Extract every line below that contains the word "woods", copying each one unchanged.
>> begin GIVEN DATA
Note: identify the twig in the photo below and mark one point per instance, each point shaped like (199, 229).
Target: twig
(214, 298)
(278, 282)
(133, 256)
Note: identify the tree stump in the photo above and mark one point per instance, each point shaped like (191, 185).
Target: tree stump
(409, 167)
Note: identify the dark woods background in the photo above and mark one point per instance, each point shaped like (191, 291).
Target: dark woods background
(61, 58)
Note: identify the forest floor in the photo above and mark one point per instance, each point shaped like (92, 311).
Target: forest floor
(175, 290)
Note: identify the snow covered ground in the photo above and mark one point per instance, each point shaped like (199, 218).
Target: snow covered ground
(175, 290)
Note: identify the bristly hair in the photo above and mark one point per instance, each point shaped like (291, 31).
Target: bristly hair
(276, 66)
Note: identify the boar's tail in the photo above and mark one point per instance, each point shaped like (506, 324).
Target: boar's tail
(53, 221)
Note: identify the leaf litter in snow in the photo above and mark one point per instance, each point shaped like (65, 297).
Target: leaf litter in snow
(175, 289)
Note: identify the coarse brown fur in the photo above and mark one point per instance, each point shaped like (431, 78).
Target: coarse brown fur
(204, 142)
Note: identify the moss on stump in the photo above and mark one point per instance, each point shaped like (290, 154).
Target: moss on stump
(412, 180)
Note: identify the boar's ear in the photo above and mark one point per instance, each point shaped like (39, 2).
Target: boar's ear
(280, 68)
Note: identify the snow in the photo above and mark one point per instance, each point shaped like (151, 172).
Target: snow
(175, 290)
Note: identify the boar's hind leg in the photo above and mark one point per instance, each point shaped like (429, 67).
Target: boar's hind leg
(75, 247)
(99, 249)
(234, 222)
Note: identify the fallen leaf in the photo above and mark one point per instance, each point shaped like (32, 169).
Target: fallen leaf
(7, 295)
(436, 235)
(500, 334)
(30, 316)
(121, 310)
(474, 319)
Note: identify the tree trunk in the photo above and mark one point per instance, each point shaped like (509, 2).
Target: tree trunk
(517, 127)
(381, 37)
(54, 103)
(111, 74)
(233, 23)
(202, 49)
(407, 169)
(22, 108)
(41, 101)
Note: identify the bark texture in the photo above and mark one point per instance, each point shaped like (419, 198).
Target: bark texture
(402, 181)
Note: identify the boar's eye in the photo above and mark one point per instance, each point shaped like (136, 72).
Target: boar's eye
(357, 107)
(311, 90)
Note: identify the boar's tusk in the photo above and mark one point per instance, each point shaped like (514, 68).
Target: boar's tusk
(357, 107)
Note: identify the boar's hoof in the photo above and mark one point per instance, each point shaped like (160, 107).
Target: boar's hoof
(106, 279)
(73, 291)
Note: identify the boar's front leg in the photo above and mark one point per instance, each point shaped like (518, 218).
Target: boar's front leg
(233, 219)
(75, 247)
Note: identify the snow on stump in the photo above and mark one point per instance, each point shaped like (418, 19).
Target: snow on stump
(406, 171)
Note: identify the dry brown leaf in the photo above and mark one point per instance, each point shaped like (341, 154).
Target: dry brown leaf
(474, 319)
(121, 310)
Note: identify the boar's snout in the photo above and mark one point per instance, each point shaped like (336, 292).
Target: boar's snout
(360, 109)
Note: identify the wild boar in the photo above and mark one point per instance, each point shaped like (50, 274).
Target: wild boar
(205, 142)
>> end GIVEN DATA
>> begin GIVEN DATA
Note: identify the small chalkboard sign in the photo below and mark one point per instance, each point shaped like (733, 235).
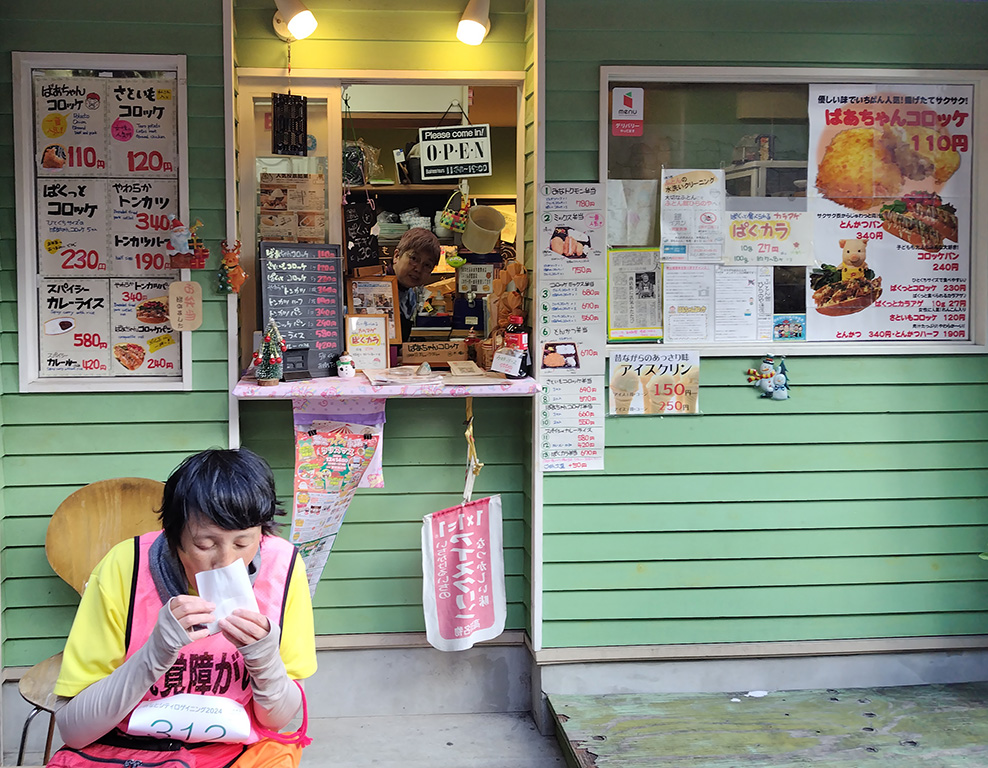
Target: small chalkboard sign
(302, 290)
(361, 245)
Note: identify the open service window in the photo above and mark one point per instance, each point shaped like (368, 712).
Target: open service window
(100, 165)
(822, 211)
>> end GIVEN DATA
**WRITTEN ANSWER**.
Note: identify the dark woods background in the photo above and mark one point per instance, each point shaped like (191, 291).
Target: dark woods background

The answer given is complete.